### Questions to answer
(A) Summarize the blog post about vision therapy in three sentences.
(B) Write the next part of the blog post about vision therapy, picking up after its final sentence.

### Given text
Saturday, January 19, 2013

Vision Therapy

Yesterday we did something that I have been wanting to do for a long time: we saw a behavoiral optometrist, also known as a vision therapist.

I can't remember when Juliana's eyes first began crossing. We don't remember seeing it when she a newborn, but then again she was very sick and didn't spend a lot of time with her eyes open. By the time she was beginning to make eye contact I was beginning to notice that her eyes looked a bit "off." Here she is when she was 3.5 months old. If you look carefully, you can see that each eye is looking in a slightly different direction:

Several months after this she had her first appointment with an opthamologist. It was a relief to hear that her eyes were healthy. The opthamologist wanted us to begin patching her eyes. We would help strengthen her eyes by patching an alternate eye each day for one or two hours.

Strengthening the eyes is well and good, but I now realize that the root problem is coordination and integration - not strength. We have actually never noticed any problem with Juliana's vision, other than the way that her eyes look. But surely it must affect her vision somehow. Other than patching or perhaps eventual surgery (a bridge that I am not sure I would ever cross), her opthamologist has no suggestions.

### Extracted data

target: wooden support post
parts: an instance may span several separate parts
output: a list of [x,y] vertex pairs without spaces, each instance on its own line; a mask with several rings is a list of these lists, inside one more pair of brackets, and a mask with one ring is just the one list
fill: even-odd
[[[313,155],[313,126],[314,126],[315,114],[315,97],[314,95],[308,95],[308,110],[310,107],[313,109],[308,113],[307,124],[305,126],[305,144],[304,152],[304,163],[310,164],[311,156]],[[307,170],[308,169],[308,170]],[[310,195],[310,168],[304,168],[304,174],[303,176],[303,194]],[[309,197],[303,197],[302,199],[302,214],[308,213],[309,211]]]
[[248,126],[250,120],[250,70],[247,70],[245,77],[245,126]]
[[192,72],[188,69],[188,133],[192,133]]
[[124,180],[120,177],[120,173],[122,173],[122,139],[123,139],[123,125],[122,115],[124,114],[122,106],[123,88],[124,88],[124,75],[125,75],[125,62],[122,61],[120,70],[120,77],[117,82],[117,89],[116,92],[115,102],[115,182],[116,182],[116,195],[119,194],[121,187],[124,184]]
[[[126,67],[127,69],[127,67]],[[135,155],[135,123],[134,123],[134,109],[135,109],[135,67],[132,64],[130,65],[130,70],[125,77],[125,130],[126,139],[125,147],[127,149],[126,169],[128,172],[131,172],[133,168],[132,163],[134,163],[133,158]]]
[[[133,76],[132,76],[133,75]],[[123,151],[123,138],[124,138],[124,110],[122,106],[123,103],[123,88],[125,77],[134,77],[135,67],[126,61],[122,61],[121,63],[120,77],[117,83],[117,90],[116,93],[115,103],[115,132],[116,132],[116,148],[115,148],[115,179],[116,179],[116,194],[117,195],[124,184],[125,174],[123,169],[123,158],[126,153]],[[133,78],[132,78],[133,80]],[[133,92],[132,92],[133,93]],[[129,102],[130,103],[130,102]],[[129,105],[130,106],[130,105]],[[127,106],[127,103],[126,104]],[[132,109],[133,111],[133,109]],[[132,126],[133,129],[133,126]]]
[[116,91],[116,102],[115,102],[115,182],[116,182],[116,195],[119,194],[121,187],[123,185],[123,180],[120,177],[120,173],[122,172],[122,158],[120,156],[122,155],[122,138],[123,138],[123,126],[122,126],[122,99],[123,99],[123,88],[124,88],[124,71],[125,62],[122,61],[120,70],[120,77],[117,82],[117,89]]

### Results of the exercise
(A) The writer has finally taken Juliana to a behavioral optometrist, also known as a vision therapist, something long wanted. Juliana's eyes began to look "off" in early infancy, and an ophthalmologist later found them healthy but recommended patching an alternate eye each day for one or two hours. The writer now believes the root problem is coordination and integration rather than strength, while the ophthalmologist has no suggestions beyond patching or perhaps eventual surgery.

(B)
I needed to see someone with solutions. The problem with the eyes is really a problem with the brain. We've been re-programming her brain through occupational therapy and physical therapy. Now I needed someone to focus just on the eyes.

And so yesterday afternoon we sat down for a vision assessment. The optometrist spent some time looking at Juliana's eyes from different angles, looking through different blocks of glass, shining lights in her eyes, observing the way that she tracks a moving object. She saw the strabismus of course. I explained that it seemed like it had improved a little bit in the past few months. We used to always see it in photographs - sometimes having to delete many photographs because her crossed eyes were almost painful to look at - and now it is less obvious. Example below. I can still see the strabismus, but it is not glaringly obvious:

Overall the evaluation went very well and the optometrist had a lot of positive things to say. Juliana's eye aren't stuck in the wrong place; they drift in and out of the right places. She's not in glasses. She doesn't appear to have any visual difficulties. She doesn't misjudge distance or depth. Her skills with throwing and catching a ball are simply awesome; she is very accurate. She naturally will cross the midline of her body (read why this is important). She is crawling, which is a hugely integrating activity that is good for the brain and thus good for the eyes (read why). These are all good signs that bode well in her favor. After the assessment, the optometrist agreed with me that her right eye is in a little bit worse condition than her left (I wonder if this could possibly relate to having torticollis towards the right for so long?? I forgot to mention it).

Here's what we'll be working on for the next two months:
-Getting Juliana to look out of the corner of her right eye. Stretch the eye to the side.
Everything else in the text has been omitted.